■ **STATED PROBLEM**
Please edit the lines below so that each "in this shot" reads "in this photo" and everything else stays the same. Leave the pictures out of your answer.

■ **DATASET EXTRACT**
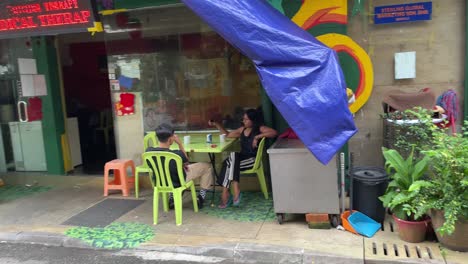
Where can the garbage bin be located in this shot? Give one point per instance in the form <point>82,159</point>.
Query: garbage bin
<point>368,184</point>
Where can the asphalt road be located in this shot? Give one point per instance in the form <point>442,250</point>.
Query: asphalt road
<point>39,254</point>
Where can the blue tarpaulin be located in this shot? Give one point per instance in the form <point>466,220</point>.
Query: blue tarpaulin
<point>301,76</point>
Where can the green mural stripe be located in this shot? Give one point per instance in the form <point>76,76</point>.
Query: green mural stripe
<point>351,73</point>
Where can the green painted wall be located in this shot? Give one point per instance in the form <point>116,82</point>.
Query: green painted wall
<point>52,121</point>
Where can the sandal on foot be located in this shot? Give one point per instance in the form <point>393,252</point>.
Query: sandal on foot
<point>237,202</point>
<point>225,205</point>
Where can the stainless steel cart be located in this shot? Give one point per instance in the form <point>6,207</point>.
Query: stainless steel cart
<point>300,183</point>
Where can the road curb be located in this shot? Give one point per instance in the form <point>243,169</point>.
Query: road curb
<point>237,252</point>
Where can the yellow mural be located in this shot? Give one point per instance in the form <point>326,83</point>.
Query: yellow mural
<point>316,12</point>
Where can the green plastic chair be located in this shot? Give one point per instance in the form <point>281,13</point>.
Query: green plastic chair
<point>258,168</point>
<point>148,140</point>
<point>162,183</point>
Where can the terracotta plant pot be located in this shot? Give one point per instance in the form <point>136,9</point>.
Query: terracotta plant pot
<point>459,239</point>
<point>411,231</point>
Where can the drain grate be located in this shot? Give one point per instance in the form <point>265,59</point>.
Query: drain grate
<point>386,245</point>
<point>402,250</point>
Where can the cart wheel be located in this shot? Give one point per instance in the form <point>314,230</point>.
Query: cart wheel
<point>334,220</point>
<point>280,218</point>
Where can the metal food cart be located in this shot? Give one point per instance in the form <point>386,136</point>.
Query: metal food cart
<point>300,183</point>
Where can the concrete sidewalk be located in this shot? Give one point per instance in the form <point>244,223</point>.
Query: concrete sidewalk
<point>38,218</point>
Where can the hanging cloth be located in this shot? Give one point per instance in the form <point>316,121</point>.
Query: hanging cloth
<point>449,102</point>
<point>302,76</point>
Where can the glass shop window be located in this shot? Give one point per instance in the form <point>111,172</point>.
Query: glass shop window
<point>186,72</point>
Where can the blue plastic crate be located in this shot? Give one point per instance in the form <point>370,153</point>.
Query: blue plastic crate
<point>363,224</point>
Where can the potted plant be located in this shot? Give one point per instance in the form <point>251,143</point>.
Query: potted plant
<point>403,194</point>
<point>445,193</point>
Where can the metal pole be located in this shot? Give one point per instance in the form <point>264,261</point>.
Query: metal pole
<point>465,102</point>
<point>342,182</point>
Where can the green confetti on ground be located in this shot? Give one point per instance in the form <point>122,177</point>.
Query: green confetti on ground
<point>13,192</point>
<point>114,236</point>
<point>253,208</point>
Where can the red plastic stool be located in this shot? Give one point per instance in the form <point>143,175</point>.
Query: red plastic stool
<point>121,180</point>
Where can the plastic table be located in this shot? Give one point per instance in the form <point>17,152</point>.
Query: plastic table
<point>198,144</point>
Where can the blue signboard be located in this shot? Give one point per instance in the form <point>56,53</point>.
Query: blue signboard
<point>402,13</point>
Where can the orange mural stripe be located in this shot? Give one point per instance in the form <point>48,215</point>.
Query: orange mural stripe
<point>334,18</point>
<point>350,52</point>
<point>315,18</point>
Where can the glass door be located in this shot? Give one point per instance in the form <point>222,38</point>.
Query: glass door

■ **TASK ANSWER**
Where can the garbage bin be located in this photo? Give one point per instance in the form <point>82,159</point>.
Query: garbage bin
<point>368,184</point>
Where can the asphalt road be located in this photo? Give one point per instance in the form <point>442,250</point>.
Query: asphalt road
<point>39,254</point>
Where can the blue tarpaulin be located in this photo? Give one point per instance in the form <point>466,220</point>.
Query: blue tarpaulin
<point>301,76</point>
Where can the green mural stripe be located in this photo? Give one point per instance in the form <point>76,76</point>.
Query: green mural stripe
<point>351,73</point>
Where can the green painted wall be located in this photo? Give one point per instance in the form <point>116,82</point>.
Query: green painted wall
<point>52,121</point>
Where can the sandal on foot be located in this photo? Give one point per instance in the form <point>393,252</point>.
Query: sandal on foot
<point>237,202</point>
<point>225,205</point>
Where can the stainless steel cart be located in this photo? Give one point per instance in the form <point>6,207</point>.
Query: stainless steel cart
<point>300,183</point>
Where can the road curb be located in this photo? Give one point per instance in the form <point>243,169</point>.
Query: road curb
<point>237,252</point>
Where can the yellow mural be located in this photo? Give one point per instance in the form <point>326,83</point>.
Query: yellow mural
<point>316,12</point>
Where can the green plastic chair be located in this photo? Give one point per instance in the form <point>281,13</point>.
Query: green plastic chair
<point>258,168</point>
<point>148,140</point>
<point>162,183</point>
Where can the terracotta plant pot be located in this photo? Give one point per instance in the form <point>136,9</point>.
Query: terracotta plant pot
<point>459,239</point>
<point>411,231</point>
Where can the drain grate be located in this photo? Give one point per instance in the form <point>265,59</point>.
Query: drain grate
<point>386,245</point>
<point>402,250</point>
Where can the cart wheel be located in this photo? Give one point per instance in the form <point>314,230</point>.
Query: cart wheel
<point>334,220</point>
<point>280,218</point>
Where can the metal food cart be located in this photo? Give one point per instance in the form <point>386,136</point>.
Query: metal food cart
<point>300,183</point>
Where can the concrete sidewalk be located in this photo? Give one point per instance in the form <point>244,223</point>.
Query: concrete sidewalk
<point>38,218</point>
Where can the hanging cloth be located in this photo? Give one point per instance in the form <point>316,121</point>.
Query: hanging cloth
<point>449,102</point>
<point>302,76</point>
Where can the glass shop window be located in this photo? Give one point per instance in the form <point>111,172</point>.
Query: glass shop window
<point>186,72</point>
Where can the blue plastic crate be located in this photo? Give one point per instance in the form <point>370,153</point>.
Query: blue plastic crate
<point>363,224</point>
Where can the potted plant be located in this photo? Give one point per instance in the form <point>251,143</point>.
Query: potted plant
<point>403,194</point>
<point>445,193</point>
Where can the metal pole be located in this photo? Give one point per instance in the form <point>264,261</point>.
Query: metal pole
<point>465,102</point>
<point>342,182</point>
Where can the green confetti on ground be located in this photo? Give one point per instance in the form <point>122,177</point>.
Query: green confetti on ground
<point>13,192</point>
<point>114,236</point>
<point>253,208</point>
Where can the red plastic stool be located in this photo? Give one point per instance in the form <point>143,175</point>.
Query: red plastic stool
<point>121,180</point>
Where can the plastic table be located in this photo? Give one point per instance in the form <point>17,152</point>.
Query: plastic table
<point>198,144</point>
Where can the blue signboard be located in this photo? Give one point per instance in the form <point>56,53</point>.
Query: blue signboard
<point>402,13</point>
Where can the orange mural stripe be located in this photo? Give one point per instance in the form <point>48,215</point>.
Query: orange mural stripe
<point>334,18</point>
<point>350,52</point>
<point>315,18</point>
Where can the glass door be located in this photo? Give one point per instance in the form <point>222,38</point>.
Query: glass door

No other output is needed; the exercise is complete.